:: Extrait choisi ::
· · · · ·

La Fondation pour la mémoire de l’esclavage, le Centre des monuments nationaux et la Région Île de France ont commémoré les 220 ans de la mort de Toussaint Louverture au Panthéon à Paris, le vendredi 7 avril 2023.
Le 7 avril 2023 marque les 220 ans de la mort de Toussaint Louverture au Fort de Joux en France. Toussaint, surnommé Fatras-Bâton, né sur l’Habitation Breda, a gravi tous les échelons, passant d’esclave à gouverneur de Saint Domingue. Le précurseur de l’indépendance d’Haïti a été, en 1802, embarqué sur le bateau La Créole et contraint de laisser sa terre natale sans jamais pouvoir y revenir.
220 après sa mort, son aura et sa légende ont traversé les siècles sans prendre une ride. Son génie et son héritage ont été salués le 7 avril au Panthéon à Paris, devant un public composé d’élus et d’un ministre et d’un ancien premier ministre français, de diplomates haïtiens, d’écrivains, de membres de la communauté haïtienne et de quelques compatriotes venant d’Haïti.
La cérémonie d’hommage a débuté par un recueillement et le dépôt d’une gerbe par les autorités devant l’inscription en hommage à Toussaint Louverture au Panthéon. Cette inscription décrit le « Spartacus noir » en combattant de la liberté et artisan de l’abolition de l’esclavage. L’offrande florale a été effectuée par la conseillère municipale et représentante de la présidente de la région île de France, Anne Louise Mésadieu, l’ambassadeur d’Haïti à Paris, Jean Josué Pierre Dahomey, le ministre français de l’Education nationale Pap Ndiaye, la ministre de l’Egalité entre les femmes et les hommes, de la Diversité et de l’Égalité des chances, Isabelle Lonvis Rome, le président de la Fondation pour la mémoire de l’esclavage Jean Marc Ayrault, le vice-président du sénat français Roger Karoutchi, et l’adjointe à la mairie de Paris Audrey Pulvar.

· · · · ·

:: À faire ::
**A.** Dans l'extrait sur l'hommage à Toussaint Louverture, nommez toutes les personnes qui ont effectué l'offrande florale au Panthéon.
**B.** Rédigez la suite de l'extrait sur l'hommage à Toussaint Louverture, en partant de sa dernière phrase.
Les lignes n'ont aucun rôle dans ce travail.

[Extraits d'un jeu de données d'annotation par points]
· · · · ·

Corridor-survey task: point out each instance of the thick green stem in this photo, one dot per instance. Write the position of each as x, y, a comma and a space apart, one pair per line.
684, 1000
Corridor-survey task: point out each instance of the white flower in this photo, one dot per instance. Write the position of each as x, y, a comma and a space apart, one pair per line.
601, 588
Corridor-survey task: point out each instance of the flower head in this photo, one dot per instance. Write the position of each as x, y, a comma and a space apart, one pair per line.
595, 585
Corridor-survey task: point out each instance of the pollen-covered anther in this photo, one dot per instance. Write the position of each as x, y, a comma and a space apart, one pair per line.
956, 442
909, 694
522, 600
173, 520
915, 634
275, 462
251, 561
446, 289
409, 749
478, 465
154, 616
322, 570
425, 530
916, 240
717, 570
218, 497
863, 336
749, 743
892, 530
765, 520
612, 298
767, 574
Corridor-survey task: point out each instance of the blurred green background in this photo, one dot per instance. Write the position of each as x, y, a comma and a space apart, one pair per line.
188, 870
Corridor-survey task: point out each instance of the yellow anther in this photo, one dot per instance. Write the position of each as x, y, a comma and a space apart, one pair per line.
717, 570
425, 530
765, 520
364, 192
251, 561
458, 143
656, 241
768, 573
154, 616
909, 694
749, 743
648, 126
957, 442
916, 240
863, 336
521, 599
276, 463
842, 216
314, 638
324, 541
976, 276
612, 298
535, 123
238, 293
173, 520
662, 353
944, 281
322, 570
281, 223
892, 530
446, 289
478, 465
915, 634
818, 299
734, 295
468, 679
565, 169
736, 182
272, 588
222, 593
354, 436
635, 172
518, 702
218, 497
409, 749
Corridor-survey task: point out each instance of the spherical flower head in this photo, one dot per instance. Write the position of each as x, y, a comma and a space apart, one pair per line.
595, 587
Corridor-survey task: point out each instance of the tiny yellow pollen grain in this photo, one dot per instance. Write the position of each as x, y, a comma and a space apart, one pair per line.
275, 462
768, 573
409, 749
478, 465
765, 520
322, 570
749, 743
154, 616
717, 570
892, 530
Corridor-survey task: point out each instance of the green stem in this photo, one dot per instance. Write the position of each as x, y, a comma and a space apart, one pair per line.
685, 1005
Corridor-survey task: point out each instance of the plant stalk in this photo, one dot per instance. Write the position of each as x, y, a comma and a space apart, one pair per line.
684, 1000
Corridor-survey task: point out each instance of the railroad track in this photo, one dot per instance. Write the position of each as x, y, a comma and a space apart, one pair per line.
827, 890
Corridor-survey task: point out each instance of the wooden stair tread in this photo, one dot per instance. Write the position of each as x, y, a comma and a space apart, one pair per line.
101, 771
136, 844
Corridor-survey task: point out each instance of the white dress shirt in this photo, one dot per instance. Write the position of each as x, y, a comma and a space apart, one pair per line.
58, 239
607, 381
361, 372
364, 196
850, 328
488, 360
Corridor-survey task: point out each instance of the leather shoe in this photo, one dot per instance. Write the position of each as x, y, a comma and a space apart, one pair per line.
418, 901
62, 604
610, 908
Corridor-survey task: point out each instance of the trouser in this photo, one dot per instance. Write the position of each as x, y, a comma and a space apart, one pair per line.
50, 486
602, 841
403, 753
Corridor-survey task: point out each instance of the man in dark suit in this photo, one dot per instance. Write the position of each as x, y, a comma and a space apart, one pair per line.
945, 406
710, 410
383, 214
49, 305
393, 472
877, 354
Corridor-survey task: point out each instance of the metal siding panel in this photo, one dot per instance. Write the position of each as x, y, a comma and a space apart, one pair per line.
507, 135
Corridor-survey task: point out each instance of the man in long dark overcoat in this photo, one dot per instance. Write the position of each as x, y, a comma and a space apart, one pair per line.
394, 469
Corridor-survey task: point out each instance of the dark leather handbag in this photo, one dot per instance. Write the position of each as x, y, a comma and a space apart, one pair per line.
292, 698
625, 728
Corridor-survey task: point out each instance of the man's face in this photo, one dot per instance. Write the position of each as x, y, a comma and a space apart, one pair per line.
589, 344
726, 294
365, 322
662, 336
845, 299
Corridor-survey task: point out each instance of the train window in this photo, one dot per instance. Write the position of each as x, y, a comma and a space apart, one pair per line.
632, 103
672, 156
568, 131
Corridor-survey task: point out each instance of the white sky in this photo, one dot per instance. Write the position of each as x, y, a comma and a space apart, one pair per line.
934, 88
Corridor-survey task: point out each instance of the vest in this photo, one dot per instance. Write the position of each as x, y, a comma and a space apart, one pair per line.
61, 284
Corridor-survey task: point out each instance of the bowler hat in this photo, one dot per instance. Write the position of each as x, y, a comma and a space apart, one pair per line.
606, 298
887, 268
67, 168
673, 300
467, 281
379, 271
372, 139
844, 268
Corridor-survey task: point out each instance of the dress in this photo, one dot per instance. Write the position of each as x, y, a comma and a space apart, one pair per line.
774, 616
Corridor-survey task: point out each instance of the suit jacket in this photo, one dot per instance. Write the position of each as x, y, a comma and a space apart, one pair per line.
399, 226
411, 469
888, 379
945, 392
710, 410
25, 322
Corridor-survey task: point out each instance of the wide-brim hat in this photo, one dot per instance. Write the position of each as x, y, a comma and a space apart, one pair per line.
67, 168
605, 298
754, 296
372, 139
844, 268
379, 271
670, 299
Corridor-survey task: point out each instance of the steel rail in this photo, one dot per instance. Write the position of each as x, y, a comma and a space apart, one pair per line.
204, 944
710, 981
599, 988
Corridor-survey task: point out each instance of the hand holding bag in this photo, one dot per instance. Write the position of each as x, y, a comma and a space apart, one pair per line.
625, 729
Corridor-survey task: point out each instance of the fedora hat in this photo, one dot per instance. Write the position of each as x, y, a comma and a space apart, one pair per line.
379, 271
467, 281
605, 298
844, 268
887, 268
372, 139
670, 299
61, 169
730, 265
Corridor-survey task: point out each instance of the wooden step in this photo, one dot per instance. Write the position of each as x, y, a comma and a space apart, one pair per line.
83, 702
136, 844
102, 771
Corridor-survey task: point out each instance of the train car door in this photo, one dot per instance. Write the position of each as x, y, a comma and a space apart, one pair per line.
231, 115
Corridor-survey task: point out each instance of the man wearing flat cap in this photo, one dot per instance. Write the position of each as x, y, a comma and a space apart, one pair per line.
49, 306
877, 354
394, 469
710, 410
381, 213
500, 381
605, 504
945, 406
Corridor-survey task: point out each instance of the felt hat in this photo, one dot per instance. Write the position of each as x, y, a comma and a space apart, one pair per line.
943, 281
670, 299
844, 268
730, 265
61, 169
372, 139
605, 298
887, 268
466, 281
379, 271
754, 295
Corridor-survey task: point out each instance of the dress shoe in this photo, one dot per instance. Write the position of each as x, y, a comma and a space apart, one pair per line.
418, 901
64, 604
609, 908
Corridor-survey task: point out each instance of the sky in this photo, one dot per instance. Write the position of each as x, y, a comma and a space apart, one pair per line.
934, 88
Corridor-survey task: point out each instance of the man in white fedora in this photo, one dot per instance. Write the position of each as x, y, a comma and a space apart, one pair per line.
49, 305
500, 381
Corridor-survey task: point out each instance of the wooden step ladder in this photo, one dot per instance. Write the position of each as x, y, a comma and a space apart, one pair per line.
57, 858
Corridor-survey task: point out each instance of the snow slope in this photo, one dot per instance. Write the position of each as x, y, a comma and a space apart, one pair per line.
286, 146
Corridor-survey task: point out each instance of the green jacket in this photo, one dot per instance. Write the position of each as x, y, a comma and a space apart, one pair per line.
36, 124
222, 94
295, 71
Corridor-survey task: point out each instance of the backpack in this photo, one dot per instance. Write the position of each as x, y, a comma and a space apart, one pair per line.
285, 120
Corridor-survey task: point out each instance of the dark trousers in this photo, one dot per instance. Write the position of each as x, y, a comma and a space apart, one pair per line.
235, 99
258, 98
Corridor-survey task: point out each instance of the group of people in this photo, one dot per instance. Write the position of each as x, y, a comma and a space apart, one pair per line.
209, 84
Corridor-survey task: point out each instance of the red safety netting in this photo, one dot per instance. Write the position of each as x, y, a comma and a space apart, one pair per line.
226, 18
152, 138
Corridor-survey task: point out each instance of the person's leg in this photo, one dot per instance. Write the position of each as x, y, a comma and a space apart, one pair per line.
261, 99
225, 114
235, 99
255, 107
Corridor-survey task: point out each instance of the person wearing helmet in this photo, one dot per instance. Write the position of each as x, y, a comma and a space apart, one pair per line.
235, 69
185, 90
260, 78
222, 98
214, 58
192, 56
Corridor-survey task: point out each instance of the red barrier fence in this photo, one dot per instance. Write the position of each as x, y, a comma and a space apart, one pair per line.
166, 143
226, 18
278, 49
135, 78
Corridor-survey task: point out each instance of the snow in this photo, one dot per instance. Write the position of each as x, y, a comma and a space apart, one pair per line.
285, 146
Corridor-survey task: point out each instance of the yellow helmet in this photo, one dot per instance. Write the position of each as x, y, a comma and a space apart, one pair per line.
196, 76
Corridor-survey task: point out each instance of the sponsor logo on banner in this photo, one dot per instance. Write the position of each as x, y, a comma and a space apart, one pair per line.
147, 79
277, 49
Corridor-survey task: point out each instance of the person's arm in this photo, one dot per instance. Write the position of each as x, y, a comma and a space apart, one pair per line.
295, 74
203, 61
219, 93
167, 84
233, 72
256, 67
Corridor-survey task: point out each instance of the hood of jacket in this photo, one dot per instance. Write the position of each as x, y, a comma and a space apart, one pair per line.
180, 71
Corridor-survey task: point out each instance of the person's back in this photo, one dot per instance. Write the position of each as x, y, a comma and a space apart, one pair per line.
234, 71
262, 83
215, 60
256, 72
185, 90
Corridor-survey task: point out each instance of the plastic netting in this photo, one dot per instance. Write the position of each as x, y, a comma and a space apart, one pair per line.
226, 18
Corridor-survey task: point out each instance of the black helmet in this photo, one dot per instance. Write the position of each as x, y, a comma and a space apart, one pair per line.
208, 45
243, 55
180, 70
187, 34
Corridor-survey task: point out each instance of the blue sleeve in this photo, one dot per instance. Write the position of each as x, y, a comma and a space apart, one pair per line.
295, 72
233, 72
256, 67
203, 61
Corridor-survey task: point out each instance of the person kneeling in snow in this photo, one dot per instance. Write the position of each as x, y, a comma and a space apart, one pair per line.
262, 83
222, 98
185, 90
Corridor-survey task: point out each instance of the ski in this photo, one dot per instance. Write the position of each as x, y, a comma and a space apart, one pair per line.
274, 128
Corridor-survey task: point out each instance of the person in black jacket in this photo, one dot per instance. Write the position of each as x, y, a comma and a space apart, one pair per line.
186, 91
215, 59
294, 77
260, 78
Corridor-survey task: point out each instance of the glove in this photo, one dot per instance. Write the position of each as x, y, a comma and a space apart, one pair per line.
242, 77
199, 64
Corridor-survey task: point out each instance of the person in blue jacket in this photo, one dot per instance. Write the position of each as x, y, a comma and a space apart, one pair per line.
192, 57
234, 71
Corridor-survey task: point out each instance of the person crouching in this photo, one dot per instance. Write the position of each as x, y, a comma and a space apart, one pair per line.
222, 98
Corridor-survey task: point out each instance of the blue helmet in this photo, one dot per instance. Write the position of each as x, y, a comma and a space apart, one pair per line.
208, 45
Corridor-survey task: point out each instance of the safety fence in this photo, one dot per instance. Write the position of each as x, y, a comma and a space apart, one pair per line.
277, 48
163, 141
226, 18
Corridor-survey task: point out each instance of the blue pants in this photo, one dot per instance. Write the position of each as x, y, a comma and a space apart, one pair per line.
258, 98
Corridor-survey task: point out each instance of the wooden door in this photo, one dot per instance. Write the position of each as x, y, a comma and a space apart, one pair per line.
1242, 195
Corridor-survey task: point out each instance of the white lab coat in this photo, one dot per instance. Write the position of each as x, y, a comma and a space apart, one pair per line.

· · · · ·

:: Les réponses ::
**A.** Anne Louise Mésadieu, Jean Josué Pierre Dahomey, Pap Ndiaye, Isabelle Lonvis Rome, Jean Marc Ayrault, Roger Karoutchi et Audrey Pulvar.

**B.**
Dans leurs propos de circonstances, les officiels haïtien et français ont salué la contribution du « génie de la race noire » dans l’histoire de l’humanité. Pour l’ambassadeur d’Haïti à Paris, Josué Dahomey, Toussaint appartenait à une génération de révolutionnaires qui ont changé la face du monde. « Son parcours guidé par un attachement viscéral aux idéaux d’émancipation, et son sens aigu de la dignité humaine, demeurent encore aujourd’hui une source d’inspiration pour inventer l’avenir. Il fut en son temps l’anneau de filiation, pour ainsi dire, entre la révolution haïtienne et la révolution française, et c’est à juste titre qu’il a été décrit comme un jacobin noir », a fait savoir l’ambassadeur.
« L’héritage louverturien, c’est la liberté pour tous au-delà des frontières et des murs de toutes sortes ; l’héritage louverturien, c’est l’égalité des droits et l’égalité des conditions ; c’est aussi la fraternité universelle, une fraternité des peuples, qui se manifeste aujourd’hui à travers l’amitié franco-haïtienne. Dans ce sens, Toussaint Louverture reste et demeure pour nous tous un père et un repère. Je me félicite donc de la haute reconnaissance que les deux pays accordent à T. Louverture comme figure historique transcendant et héros de l’émancipation universelle », a-t-il également déclaré.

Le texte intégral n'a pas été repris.